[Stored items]

####

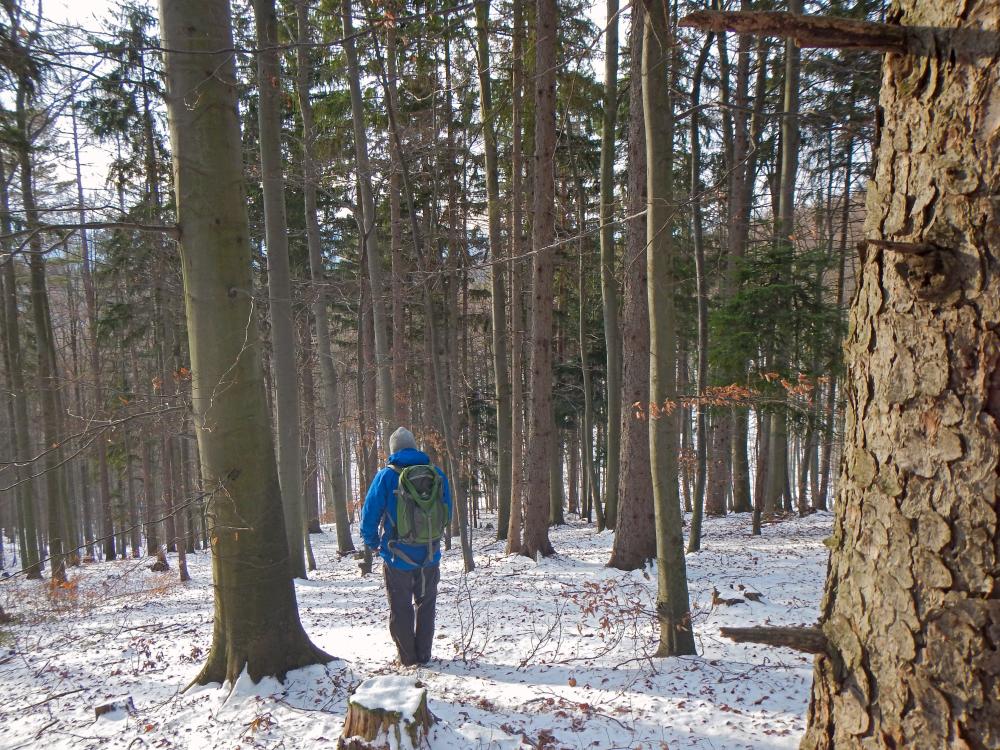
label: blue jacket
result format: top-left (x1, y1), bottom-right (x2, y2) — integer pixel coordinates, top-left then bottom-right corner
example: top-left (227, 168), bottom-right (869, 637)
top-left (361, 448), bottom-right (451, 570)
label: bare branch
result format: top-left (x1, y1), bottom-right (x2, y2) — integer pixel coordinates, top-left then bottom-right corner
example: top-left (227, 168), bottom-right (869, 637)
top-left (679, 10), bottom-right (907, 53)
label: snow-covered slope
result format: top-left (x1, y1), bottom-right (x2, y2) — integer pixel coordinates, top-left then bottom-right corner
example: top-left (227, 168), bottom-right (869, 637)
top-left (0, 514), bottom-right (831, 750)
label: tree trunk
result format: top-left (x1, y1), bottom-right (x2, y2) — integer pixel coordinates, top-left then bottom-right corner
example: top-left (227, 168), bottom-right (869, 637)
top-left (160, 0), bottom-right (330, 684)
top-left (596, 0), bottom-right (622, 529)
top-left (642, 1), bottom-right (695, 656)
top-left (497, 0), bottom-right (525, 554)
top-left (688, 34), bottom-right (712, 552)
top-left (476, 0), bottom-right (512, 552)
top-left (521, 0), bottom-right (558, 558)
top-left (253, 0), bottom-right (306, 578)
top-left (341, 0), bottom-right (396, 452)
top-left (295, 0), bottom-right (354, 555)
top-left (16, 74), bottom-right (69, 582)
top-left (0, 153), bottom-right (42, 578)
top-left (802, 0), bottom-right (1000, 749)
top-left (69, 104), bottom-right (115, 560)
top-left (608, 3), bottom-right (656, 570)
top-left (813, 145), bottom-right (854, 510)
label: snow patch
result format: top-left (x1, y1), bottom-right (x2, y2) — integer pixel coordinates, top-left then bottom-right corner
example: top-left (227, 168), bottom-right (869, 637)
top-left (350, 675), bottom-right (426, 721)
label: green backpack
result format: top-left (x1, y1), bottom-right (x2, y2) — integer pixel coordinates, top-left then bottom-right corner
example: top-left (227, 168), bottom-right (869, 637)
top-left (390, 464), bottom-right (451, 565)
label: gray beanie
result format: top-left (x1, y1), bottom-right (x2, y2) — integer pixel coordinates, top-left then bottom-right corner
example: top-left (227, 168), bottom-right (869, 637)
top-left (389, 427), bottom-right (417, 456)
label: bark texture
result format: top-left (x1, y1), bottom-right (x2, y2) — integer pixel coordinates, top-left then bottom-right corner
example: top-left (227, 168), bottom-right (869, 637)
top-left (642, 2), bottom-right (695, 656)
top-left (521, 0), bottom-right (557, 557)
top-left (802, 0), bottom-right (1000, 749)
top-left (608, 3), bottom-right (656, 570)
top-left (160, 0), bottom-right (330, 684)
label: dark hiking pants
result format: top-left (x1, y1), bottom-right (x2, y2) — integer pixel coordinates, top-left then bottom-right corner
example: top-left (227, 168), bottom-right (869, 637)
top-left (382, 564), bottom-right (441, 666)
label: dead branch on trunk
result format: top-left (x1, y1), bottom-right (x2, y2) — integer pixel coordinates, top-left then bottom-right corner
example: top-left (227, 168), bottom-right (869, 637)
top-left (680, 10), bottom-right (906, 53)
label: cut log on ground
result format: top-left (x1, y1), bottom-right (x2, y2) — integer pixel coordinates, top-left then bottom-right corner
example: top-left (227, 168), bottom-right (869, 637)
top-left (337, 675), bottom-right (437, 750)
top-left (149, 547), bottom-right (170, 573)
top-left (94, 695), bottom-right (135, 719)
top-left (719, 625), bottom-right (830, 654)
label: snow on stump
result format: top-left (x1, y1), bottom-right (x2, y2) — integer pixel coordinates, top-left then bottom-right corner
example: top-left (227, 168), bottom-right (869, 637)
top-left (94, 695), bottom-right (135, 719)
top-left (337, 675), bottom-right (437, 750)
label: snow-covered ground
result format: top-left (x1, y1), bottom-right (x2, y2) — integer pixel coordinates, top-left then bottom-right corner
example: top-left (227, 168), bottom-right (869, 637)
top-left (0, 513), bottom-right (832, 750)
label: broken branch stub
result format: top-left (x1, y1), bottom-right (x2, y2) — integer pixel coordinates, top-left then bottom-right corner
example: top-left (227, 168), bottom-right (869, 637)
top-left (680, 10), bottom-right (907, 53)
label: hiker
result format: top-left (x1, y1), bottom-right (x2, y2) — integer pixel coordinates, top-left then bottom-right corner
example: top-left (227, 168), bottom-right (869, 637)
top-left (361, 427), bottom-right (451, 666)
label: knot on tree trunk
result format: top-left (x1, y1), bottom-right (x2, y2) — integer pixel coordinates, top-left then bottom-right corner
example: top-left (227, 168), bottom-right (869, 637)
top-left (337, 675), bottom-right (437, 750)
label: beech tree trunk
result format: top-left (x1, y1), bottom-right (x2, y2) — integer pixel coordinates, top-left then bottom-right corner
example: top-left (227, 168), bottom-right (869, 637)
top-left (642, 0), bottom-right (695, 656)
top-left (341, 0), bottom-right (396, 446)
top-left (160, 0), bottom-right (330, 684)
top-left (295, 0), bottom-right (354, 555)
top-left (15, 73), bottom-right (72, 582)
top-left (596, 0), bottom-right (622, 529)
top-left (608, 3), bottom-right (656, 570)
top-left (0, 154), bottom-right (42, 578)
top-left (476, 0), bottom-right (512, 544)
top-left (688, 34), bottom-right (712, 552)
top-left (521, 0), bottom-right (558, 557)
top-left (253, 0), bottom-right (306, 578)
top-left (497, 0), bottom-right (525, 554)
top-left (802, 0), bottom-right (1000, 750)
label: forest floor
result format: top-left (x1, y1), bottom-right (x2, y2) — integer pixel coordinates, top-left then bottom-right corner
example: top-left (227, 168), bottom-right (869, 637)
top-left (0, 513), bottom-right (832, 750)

####

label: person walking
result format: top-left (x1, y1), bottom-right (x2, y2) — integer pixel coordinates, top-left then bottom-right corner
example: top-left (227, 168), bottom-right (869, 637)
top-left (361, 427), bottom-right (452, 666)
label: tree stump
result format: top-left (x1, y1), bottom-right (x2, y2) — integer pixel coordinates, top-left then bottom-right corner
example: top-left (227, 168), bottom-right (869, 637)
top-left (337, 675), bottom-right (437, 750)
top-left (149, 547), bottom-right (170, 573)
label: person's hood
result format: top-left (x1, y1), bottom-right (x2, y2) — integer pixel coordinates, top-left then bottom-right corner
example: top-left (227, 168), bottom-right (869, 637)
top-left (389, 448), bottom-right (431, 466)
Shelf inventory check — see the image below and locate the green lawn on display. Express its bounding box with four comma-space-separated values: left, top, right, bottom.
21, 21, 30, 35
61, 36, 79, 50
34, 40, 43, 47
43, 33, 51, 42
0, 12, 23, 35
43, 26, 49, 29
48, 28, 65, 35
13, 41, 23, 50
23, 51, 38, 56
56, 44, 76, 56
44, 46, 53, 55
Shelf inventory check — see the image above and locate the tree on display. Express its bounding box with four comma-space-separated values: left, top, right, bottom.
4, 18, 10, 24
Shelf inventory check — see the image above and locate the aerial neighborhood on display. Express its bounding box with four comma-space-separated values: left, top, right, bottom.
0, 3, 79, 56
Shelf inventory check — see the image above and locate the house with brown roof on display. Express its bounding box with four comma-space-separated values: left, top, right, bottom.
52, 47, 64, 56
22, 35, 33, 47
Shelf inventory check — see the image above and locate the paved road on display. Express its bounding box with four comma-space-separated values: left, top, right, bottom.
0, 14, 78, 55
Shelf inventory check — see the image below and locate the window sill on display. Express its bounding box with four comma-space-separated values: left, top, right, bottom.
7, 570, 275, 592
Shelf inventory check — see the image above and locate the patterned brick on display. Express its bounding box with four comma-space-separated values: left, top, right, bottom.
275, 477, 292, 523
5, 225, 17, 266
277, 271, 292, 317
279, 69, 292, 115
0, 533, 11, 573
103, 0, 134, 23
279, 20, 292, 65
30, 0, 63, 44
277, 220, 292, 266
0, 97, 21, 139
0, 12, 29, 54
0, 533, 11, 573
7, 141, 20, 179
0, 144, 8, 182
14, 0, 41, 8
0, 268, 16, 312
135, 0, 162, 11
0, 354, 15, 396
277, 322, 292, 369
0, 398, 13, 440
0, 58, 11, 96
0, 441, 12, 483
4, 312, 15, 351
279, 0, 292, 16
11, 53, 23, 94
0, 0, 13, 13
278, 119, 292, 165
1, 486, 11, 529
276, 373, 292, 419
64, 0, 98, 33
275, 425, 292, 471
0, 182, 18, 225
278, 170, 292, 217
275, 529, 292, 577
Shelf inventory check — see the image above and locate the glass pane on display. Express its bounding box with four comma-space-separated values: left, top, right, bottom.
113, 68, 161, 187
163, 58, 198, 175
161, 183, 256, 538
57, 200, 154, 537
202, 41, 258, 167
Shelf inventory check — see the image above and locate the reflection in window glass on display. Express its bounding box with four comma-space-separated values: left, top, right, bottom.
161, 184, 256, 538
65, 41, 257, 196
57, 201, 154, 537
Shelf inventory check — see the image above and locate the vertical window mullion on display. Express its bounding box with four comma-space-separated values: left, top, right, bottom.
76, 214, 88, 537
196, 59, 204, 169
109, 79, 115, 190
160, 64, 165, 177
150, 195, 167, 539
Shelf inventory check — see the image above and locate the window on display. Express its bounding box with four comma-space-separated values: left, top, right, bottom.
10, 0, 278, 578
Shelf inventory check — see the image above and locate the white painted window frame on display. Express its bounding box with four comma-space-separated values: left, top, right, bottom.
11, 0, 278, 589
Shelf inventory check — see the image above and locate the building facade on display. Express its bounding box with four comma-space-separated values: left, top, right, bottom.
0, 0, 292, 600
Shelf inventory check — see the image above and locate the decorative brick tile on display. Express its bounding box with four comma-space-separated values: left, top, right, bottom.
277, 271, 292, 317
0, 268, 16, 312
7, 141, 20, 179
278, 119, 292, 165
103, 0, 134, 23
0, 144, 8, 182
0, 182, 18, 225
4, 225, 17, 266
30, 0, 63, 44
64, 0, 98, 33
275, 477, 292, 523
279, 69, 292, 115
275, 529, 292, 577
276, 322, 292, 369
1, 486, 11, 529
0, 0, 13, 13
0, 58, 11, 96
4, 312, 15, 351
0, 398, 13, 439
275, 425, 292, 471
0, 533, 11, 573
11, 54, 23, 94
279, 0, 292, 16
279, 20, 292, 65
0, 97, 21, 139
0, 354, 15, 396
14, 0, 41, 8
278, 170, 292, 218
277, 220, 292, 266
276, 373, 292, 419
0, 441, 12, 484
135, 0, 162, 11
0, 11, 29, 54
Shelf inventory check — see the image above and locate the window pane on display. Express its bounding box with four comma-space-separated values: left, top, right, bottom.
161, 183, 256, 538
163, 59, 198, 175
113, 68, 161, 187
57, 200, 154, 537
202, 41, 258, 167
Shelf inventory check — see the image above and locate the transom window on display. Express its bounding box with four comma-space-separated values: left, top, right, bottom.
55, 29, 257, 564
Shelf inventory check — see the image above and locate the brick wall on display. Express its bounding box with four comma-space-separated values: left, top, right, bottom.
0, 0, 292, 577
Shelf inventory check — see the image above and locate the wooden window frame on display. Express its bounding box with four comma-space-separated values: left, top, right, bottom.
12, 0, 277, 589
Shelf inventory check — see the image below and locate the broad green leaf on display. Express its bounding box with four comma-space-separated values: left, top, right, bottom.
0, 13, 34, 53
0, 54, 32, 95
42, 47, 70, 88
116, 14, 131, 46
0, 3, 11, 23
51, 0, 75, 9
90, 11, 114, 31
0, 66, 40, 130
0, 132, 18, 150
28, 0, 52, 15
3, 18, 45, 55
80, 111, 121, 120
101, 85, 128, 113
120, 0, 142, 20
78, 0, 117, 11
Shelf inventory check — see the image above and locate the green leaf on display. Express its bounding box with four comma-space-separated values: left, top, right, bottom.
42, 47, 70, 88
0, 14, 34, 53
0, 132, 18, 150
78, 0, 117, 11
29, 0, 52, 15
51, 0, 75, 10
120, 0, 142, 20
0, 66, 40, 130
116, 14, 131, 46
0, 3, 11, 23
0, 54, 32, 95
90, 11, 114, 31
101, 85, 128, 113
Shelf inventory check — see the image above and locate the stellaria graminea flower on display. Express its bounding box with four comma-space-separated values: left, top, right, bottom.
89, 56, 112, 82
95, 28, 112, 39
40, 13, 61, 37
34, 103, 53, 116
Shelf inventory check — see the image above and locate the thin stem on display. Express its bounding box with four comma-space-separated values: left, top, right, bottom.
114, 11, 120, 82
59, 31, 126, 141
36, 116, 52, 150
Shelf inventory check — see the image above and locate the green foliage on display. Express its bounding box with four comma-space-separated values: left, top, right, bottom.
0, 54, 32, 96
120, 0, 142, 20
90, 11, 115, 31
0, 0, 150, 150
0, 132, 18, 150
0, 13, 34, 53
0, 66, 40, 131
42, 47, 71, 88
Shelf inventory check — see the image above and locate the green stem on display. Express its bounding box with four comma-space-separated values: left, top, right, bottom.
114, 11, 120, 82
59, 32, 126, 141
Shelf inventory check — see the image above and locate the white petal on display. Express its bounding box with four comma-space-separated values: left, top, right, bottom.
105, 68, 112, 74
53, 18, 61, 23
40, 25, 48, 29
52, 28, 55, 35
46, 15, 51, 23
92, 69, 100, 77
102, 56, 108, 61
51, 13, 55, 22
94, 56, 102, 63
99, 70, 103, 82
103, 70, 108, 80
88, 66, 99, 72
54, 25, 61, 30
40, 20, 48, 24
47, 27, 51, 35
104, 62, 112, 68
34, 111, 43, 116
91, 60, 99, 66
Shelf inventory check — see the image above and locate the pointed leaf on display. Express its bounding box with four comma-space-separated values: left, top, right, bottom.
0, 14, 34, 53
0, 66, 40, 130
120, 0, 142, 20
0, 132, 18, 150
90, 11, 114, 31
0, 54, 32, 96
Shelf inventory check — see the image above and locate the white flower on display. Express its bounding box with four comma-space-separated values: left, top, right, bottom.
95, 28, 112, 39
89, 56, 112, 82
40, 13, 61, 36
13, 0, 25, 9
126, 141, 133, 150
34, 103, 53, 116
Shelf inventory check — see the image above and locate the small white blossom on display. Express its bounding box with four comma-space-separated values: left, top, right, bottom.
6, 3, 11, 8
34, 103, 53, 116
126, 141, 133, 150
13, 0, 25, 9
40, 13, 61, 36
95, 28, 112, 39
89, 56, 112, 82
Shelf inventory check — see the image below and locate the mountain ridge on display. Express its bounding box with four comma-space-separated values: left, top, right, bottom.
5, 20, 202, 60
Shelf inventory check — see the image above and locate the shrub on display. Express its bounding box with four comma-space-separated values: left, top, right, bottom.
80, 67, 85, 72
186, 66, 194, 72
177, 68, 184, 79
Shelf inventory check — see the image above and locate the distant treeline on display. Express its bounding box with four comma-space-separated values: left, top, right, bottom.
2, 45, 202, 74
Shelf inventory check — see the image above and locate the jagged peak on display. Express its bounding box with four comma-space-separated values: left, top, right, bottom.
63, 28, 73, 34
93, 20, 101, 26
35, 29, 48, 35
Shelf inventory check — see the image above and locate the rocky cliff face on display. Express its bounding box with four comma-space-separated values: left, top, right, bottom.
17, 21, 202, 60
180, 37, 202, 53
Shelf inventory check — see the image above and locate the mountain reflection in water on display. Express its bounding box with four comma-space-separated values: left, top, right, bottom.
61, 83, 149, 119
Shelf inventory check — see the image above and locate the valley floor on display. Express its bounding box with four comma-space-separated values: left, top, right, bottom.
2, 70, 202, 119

####

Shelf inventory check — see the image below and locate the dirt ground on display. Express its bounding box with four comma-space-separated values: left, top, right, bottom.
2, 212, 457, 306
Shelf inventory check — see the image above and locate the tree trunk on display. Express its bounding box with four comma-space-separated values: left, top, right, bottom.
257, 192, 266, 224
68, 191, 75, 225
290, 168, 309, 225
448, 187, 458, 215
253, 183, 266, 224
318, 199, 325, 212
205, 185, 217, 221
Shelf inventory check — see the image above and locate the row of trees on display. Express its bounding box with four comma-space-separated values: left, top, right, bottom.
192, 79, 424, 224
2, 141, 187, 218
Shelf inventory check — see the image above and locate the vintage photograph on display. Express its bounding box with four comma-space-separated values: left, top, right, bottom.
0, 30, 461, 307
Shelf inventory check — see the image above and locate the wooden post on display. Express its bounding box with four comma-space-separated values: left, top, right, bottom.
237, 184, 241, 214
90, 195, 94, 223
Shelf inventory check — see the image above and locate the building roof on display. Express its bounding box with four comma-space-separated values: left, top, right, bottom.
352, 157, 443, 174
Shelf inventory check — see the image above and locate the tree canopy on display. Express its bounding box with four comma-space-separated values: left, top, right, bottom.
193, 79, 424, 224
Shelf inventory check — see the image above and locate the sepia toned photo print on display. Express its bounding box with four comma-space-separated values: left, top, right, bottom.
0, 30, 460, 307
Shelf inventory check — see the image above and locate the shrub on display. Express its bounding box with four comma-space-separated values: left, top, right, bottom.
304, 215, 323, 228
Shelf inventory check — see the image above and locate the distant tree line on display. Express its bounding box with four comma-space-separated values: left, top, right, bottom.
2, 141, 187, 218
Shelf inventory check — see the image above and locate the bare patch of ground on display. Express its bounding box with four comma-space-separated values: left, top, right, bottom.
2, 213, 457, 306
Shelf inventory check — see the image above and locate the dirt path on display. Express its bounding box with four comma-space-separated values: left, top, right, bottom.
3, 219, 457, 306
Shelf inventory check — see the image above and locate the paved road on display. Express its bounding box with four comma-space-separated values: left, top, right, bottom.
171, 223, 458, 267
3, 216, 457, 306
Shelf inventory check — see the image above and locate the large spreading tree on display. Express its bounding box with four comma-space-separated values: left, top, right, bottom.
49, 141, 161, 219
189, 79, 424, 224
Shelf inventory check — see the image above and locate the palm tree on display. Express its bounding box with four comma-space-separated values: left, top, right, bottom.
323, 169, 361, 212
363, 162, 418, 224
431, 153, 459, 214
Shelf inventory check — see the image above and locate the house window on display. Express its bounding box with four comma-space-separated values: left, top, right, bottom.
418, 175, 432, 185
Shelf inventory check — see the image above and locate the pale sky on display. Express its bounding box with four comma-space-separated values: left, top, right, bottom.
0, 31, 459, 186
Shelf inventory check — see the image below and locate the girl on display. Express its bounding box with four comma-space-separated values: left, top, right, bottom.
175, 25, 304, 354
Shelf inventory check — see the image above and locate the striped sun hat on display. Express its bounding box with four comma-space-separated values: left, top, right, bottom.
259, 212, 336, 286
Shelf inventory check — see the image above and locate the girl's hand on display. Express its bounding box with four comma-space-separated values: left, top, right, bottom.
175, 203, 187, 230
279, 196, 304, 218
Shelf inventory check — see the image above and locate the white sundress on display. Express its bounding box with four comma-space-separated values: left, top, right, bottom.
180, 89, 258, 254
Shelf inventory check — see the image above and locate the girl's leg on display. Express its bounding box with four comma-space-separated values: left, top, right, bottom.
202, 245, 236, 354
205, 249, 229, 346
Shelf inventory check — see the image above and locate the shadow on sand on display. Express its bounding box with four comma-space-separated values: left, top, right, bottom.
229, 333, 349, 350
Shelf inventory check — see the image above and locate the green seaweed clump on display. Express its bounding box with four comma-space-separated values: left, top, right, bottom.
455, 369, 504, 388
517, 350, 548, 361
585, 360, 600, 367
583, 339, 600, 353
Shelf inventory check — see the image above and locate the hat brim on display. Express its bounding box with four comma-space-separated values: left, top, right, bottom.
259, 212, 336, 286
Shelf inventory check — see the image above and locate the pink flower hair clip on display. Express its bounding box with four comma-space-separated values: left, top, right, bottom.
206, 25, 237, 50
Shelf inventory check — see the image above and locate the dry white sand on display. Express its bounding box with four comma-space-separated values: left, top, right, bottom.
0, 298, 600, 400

####

Reproduce every line in the stretch from the line containing "the window pane" through the line containing "12, 0, 277, 589", keeping the wording of each item and shifting every coordinate in the answers up by 77.

[SOLUTION TO THIS PROBLEM]:
Shelf inventory check — see the image above and locate the window pane on display. Express its bounding box with four comma-space-separated values: left, top, right, bottom.
238, 260, 333, 615
240, 136, 275, 252
190, 145, 238, 264
134, 277, 231, 614
279, 118, 335, 244
Shelf inventory check — see the image above and locate the transom window on display. Express its bounding box with four comma-space-separated values: left, top, right, bottom.
132, 106, 334, 641
Shelf inventory check — see the image above and locate the brick wall on display. Express its bounding box with four comma-space-separated values: left, top, right, bottom.
77, 77, 369, 654
Shelf inventory check — see the image above and locate the wooden window frame on display. Express its bounding box with four comma-space-separated values: left, top, right, bottom.
89, 77, 354, 666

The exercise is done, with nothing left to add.